─── RECORDS SUPPLIED
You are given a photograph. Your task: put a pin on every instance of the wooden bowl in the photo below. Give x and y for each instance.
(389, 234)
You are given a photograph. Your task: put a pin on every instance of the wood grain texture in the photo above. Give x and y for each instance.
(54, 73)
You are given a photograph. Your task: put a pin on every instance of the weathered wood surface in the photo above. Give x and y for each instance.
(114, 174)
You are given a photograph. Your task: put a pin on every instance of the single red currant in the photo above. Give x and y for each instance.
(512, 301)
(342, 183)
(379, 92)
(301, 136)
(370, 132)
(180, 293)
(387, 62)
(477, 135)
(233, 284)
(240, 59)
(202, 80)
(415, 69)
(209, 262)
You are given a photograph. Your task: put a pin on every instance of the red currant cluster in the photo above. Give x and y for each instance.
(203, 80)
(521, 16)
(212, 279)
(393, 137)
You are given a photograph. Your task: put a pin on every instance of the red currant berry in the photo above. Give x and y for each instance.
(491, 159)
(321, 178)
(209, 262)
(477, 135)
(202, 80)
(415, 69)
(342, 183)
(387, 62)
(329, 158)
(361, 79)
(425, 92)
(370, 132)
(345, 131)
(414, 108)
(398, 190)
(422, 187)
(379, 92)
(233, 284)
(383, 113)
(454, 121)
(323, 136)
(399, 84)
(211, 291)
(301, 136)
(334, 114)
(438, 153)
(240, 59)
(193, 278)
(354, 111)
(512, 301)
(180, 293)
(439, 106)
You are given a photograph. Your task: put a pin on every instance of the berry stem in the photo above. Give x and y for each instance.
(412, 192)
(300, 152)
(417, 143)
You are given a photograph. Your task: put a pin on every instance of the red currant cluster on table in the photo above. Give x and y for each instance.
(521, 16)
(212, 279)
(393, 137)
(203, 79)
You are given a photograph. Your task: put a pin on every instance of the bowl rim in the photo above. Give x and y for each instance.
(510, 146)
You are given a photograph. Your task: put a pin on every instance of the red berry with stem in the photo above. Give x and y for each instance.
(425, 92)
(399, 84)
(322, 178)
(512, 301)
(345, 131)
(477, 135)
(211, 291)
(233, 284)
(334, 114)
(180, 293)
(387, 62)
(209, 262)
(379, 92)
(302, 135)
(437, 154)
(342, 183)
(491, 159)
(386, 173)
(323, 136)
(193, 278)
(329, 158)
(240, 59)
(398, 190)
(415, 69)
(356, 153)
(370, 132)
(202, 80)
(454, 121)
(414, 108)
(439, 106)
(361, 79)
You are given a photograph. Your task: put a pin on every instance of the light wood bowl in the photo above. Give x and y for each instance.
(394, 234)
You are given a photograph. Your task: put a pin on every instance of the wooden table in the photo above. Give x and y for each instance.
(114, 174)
──────
== TASK TO COMPLETE ==
Edit the listing above so that "put a pin on" becomes "place a marker on" wherever it occurs, keeping every other line and character unchanged.

== SOLVED PROBLEM ==
You are given a photograph. Your task: place a marker on every instance of the wooden bowl in the photo below. Give x and y for each instance.
(389, 234)
You are given a photograph. Your task: place a marker on every instance of the wood grain texture in the photo above. Give x and y for each instance.
(54, 73)
You are given a photograph. Your task: place a marker on every instance of the weathered wood surface in the photo above. Give x and y for each instance.
(114, 174)
You are given a photograph. Your task: place a marker on every instance of the single red currant in the photo above. Give x and y for each instance.
(512, 301)
(342, 183)
(379, 92)
(301, 136)
(370, 132)
(180, 293)
(387, 62)
(477, 135)
(233, 284)
(240, 59)
(202, 80)
(415, 69)
(209, 262)
You are given a photograph. Your task: place a marker on every instance of the red currant cluster in the photo above. Give x and y for each instance.
(203, 80)
(521, 16)
(212, 279)
(393, 137)
You are given a photograph. Your task: place a marker on every instance of the red currant berry in the photo above. Give x and y for each instance.
(491, 159)
(321, 178)
(209, 262)
(477, 135)
(202, 80)
(415, 69)
(342, 183)
(387, 62)
(329, 158)
(361, 79)
(425, 92)
(370, 132)
(345, 131)
(414, 108)
(398, 190)
(422, 187)
(379, 92)
(233, 284)
(383, 113)
(454, 121)
(323, 136)
(399, 84)
(211, 291)
(301, 136)
(334, 114)
(438, 153)
(240, 59)
(193, 278)
(354, 111)
(512, 301)
(180, 293)
(439, 106)
You are given a photograph. Your task: place a marker on every instance of the berry stem in the photo above. Give x and y for each instance.
(412, 192)
(300, 152)
(417, 143)
You are given a photograph. Your task: place a marker on every instance of the red currant cluster on table in the photo above. Give x and y for each instance.
(521, 16)
(212, 279)
(393, 137)
(203, 79)
You are given a photograph. Your task: place a marker on every instance of the bowl rim in the photo above. Give x and y for each instance.
(510, 146)
You are given a photograph. Your task: place a marker on every instance of the red berry with stem in the photo above. Give x and y for each instance.
(425, 92)
(399, 84)
(322, 178)
(512, 301)
(345, 131)
(477, 135)
(211, 291)
(233, 284)
(334, 114)
(180, 293)
(387, 62)
(209, 262)
(379, 92)
(302, 135)
(437, 154)
(342, 183)
(491, 159)
(386, 173)
(323, 136)
(193, 278)
(329, 158)
(240, 59)
(398, 190)
(415, 69)
(356, 153)
(370, 132)
(202, 80)
(454, 121)
(414, 108)
(439, 106)
(361, 79)
You are given a photograph. Your task: place a marker on every instance of the light wood bowl in the photo above. Give x and y for each instance.
(394, 234)
You are given a photograph. Your task: place a marker on every instance of the wooden table in the photo above. Give x and y for each instance.
(114, 174)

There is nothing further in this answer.